→ Exercise description: Copy each line of the entries below that contains the string "soap". Matching is case-sensitive.

→ Items:
- - - - -

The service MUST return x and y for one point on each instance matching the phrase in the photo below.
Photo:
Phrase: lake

- - - - -

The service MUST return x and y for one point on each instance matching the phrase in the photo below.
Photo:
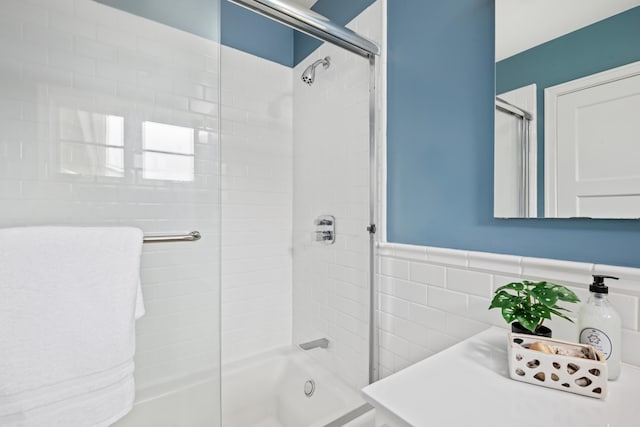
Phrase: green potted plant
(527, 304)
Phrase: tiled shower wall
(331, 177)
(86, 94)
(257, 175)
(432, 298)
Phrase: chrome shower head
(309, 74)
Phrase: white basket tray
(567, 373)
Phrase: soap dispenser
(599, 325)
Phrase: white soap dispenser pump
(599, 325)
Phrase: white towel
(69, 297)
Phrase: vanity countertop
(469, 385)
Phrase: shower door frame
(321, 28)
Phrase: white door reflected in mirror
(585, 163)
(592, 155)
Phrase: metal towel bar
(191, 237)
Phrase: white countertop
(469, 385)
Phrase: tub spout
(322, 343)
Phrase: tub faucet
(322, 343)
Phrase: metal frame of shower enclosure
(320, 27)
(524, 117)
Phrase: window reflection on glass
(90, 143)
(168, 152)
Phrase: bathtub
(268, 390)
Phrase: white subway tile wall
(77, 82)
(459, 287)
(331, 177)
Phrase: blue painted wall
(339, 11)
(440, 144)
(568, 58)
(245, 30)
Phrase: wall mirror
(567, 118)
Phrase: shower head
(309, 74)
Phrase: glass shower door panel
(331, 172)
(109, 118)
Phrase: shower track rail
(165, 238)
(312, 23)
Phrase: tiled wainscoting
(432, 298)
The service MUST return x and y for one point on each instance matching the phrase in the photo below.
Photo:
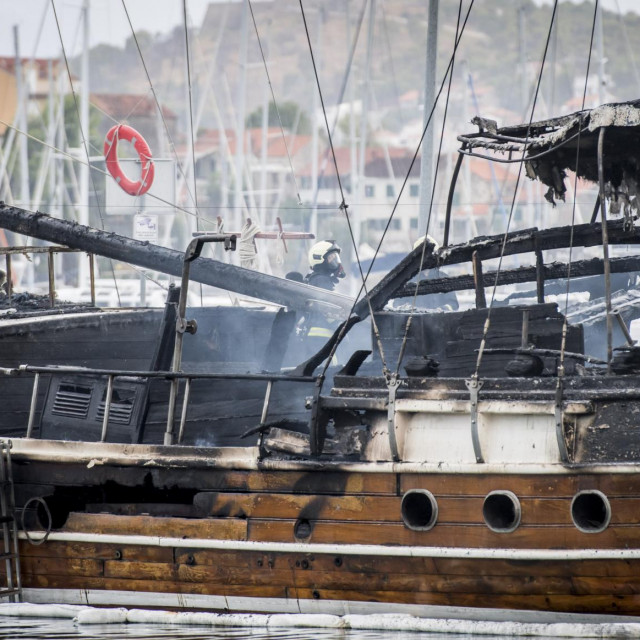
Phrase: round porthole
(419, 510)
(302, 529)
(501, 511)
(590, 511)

- - - - -

→ Output for this exercise:
Phrase: soap dispenser
Phrase: white soap dispenser pump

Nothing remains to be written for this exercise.